### What to work on
Repeat the data exactly. Pictures stay out.

### Exercise input

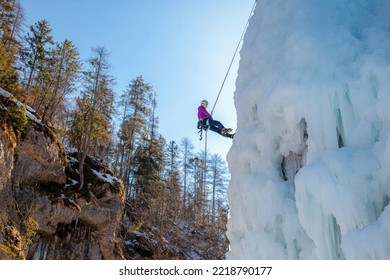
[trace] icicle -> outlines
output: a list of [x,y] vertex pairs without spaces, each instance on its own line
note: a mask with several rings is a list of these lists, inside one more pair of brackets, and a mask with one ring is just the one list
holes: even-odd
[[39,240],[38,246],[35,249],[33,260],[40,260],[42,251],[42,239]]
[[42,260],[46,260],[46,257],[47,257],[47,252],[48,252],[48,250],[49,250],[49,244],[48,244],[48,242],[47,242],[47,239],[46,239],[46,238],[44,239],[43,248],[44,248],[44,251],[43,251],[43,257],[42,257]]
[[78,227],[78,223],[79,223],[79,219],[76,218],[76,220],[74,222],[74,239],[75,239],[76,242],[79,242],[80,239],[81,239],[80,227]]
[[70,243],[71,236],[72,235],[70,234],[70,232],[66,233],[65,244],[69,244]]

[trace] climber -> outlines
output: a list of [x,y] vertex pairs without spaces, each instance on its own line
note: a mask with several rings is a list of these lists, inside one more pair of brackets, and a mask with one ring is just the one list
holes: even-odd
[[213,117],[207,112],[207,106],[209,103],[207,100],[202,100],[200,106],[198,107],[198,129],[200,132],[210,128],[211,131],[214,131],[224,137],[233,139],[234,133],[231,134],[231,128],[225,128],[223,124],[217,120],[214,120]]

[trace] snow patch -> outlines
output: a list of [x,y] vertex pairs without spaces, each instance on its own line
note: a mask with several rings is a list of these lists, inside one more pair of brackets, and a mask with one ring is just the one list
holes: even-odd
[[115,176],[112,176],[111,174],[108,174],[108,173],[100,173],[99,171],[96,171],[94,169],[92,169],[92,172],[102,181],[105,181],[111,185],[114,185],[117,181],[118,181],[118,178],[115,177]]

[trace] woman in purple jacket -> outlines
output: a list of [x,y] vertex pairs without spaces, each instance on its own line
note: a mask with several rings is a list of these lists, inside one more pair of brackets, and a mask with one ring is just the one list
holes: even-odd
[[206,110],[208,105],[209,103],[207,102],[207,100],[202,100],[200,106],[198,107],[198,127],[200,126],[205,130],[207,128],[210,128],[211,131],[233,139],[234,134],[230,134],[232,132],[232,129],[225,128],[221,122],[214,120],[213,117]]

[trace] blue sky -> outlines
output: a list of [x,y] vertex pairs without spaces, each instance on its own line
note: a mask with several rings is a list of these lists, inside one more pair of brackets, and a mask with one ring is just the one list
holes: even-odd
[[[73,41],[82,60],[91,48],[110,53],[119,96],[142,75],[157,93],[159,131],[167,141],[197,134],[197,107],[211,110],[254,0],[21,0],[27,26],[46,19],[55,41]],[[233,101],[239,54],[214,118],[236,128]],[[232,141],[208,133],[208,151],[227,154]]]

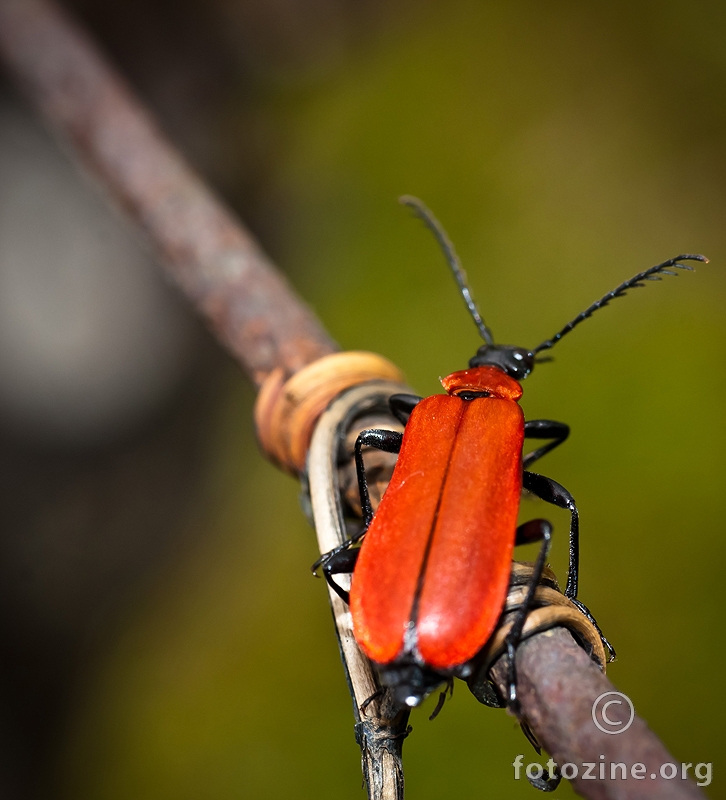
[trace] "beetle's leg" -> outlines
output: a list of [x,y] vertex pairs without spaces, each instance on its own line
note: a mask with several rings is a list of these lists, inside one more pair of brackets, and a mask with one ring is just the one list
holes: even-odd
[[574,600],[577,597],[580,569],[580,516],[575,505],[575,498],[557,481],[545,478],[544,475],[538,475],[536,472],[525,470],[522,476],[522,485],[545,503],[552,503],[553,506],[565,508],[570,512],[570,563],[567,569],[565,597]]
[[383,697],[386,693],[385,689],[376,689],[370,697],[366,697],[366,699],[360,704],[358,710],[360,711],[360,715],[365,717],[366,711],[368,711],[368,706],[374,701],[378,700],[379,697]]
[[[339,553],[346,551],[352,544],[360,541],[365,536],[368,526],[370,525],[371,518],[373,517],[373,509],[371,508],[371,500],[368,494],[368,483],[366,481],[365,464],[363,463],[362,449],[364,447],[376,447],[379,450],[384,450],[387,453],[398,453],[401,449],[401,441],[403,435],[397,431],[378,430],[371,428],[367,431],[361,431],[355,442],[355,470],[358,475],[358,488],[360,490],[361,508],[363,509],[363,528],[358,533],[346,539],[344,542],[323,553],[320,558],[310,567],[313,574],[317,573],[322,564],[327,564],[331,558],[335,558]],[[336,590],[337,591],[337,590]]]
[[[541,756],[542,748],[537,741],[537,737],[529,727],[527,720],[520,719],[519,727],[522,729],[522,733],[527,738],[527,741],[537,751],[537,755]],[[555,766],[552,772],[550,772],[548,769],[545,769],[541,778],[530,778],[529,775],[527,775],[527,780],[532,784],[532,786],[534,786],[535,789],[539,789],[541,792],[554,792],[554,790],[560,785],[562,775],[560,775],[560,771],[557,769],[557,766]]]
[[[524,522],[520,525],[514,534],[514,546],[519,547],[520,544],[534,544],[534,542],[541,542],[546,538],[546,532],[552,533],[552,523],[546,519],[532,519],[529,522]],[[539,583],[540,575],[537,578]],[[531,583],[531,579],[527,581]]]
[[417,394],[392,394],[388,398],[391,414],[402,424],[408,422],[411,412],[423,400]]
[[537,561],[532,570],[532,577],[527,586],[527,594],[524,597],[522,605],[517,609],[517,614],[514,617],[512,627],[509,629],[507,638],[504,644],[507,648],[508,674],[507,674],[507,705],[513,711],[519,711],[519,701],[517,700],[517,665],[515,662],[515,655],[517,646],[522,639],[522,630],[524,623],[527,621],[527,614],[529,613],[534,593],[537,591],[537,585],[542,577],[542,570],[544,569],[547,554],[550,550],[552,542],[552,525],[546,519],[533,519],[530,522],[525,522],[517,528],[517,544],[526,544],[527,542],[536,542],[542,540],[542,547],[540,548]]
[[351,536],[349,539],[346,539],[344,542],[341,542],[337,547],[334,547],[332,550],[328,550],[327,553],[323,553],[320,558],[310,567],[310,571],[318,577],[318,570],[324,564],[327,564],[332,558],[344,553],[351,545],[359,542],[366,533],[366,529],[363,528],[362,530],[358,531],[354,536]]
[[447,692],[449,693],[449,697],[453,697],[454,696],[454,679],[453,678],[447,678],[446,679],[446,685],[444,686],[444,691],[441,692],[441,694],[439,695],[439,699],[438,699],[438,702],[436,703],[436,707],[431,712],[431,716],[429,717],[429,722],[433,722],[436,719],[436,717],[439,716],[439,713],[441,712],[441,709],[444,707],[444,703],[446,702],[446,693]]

######

### Written response
[trace] icicle -> outlines
output: a list of [x,y] vertex pairs without spaces, each instance on its own line
note: a mask with several rings is a list of these lists, inside one more pair of brackets, and a mask with one ring is just the one list
holes: even-odd
[[39,240],[38,246],[35,249],[33,260],[40,260],[42,251],[42,239]]
[[42,260],[46,260],[46,257],[47,257],[47,252],[48,252],[48,250],[49,250],[49,244],[48,244],[48,242],[47,242],[47,239],[46,239],[46,238],[44,239],[43,248],[44,248],[44,251],[43,251],[43,257],[42,257]]
[[78,227],[78,223],[79,223],[79,219],[76,218],[76,220],[74,222],[74,239],[75,239],[76,242],[79,242],[80,239],[81,239],[80,227]]
[[70,243],[71,236],[72,235],[70,234],[70,232],[66,233],[65,244],[69,244]]

[trace] climber -> outlines
output: a list of [x,y] vertex pairs without spaces, each instance on its own line
note: a mask with several rings is a list of these lists, inside one more pair of brackets, and a mask with one ring is just the one list
holes: even-odd
[[213,117],[207,112],[207,106],[209,103],[207,100],[202,100],[200,106],[198,107],[198,129],[200,132],[210,128],[211,131],[214,131],[224,137],[233,139],[234,133],[231,134],[231,128],[225,128],[223,124],[217,120],[214,120]]

[trace] snow patch -> outlines
output: a list of [x,y] vertex pairs without spaces, each instance on its own line
note: a mask with several rings is a list of these lists, inside one more pair of brackets, and a mask with one ring is just the one list
holes: even-odd
[[115,176],[112,176],[111,174],[108,174],[108,173],[100,173],[99,171],[96,171],[94,169],[92,169],[92,172],[102,181],[105,181],[111,185],[114,185],[117,181],[118,181],[118,178],[115,177]]

[trace] woman in purple jacket -> outlines
output: a list of [x,y] vertex pairs without spaces, each instance on its own line
note: a mask with several rings is a list of these lists, inside one more pair of brackets, and a mask with one ring is just the one list
holes: even-odd
[[206,110],[208,105],[209,103],[207,102],[207,100],[202,100],[200,106],[198,107],[198,127],[200,126],[205,130],[207,128],[210,128],[211,131],[233,139],[234,134],[230,134],[232,132],[232,129],[225,128],[221,122],[214,120],[213,117]]

[trace] blue sky -> outlines
output: a list of [x,y] vertex pairs without spaces, each instance on its own line
note: a mask with several rings is a list of these lists, inside one more pair of brackets, and a mask with one ring is just the one list
holes: even-odd
[[[73,41],[82,60],[91,48],[110,53],[119,96],[142,75],[157,93],[159,131],[167,141],[197,134],[197,107],[211,110],[254,0],[21,0],[27,26],[46,19],[55,41]],[[233,101],[239,54],[214,118],[236,128]],[[232,141],[208,133],[208,151],[227,154]]]

[trace] "beetle's leg" -> outlines
output: a list of [x,y] vertex pairs without spaces, each instance on its own line
note: a mask with several rings is a list of these lists, inside one more pair of brackets, and a mask with one ring is just the one list
holes: even-odd
[[574,600],[577,597],[580,569],[580,516],[575,505],[575,498],[557,481],[545,478],[544,475],[538,475],[536,472],[525,470],[522,476],[522,485],[545,503],[552,503],[553,506],[565,508],[570,512],[570,563],[567,569],[565,597]]
[[383,697],[386,693],[385,689],[376,689],[370,697],[366,697],[366,699],[360,704],[358,710],[360,711],[360,715],[365,717],[366,711],[368,711],[368,706],[374,701],[378,700],[379,697]]
[[[339,553],[346,551],[352,544],[360,541],[365,536],[368,526],[370,525],[371,518],[373,517],[373,509],[371,508],[371,500],[368,494],[368,483],[366,481],[365,464],[363,463],[362,449],[364,447],[376,447],[379,450],[384,450],[387,453],[398,453],[401,449],[401,441],[403,435],[397,431],[378,430],[371,428],[367,431],[361,431],[355,442],[355,470],[358,475],[358,488],[360,490],[361,508],[363,509],[363,528],[358,533],[346,539],[344,542],[323,553],[320,558],[310,567],[313,574],[317,573],[322,564],[327,564],[331,558],[335,558]],[[336,590],[337,591],[337,590]]]
[[[541,756],[542,748],[537,741],[537,737],[529,727],[527,720],[520,719],[519,727],[522,729],[522,733],[527,738],[527,741],[537,751],[537,755]],[[555,766],[552,772],[550,772],[548,769],[545,769],[541,778],[530,778],[529,775],[527,775],[527,780],[532,784],[532,786],[534,786],[535,789],[539,789],[541,792],[554,792],[554,790],[560,785],[562,775],[560,775],[560,771],[557,769],[557,766]]]
[[[524,522],[520,525],[514,534],[514,546],[519,547],[520,544],[534,544],[534,542],[541,542],[546,538],[546,532],[552,533],[552,523],[546,519],[532,519],[529,522]],[[539,583],[540,575],[537,578]],[[531,583],[531,579],[527,581]]]
[[417,394],[392,394],[388,398],[391,414],[402,424],[408,422],[411,412],[423,400]]
[[537,561],[532,570],[532,577],[527,586],[527,594],[524,597],[522,605],[517,609],[517,614],[514,617],[512,627],[509,629],[507,638],[504,644],[507,648],[508,674],[507,674],[507,705],[513,711],[519,711],[519,701],[517,700],[517,665],[515,662],[515,655],[517,646],[522,639],[522,630],[524,623],[527,621],[527,614],[529,613],[534,593],[537,591],[537,585],[542,577],[542,570],[544,569],[547,554],[550,550],[552,542],[552,525],[546,519],[533,519],[530,522],[525,522],[517,528],[517,544],[526,544],[527,542],[536,542],[542,540],[542,547],[540,548]]
[[351,536],[349,539],[346,539],[344,542],[341,542],[337,547],[334,547],[332,550],[328,550],[327,553],[323,553],[320,558],[310,567],[310,571],[318,577],[318,570],[324,564],[327,564],[332,558],[344,553],[351,545],[359,542],[366,533],[366,529],[363,528],[362,530],[358,531],[354,536]]
[[447,692],[449,693],[449,697],[453,697],[454,696],[454,679],[453,678],[447,678],[446,679],[446,685],[444,686],[444,691],[441,692],[441,694],[439,695],[439,699],[438,699],[438,702],[436,703],[436,707],[431,712],[431,716],[429,717],[429,722],[433,722],[436,719],[436,717],[439,716],[439,713],[441,712],[441,709],[444,707],[444,703],[446,702],[446,693]]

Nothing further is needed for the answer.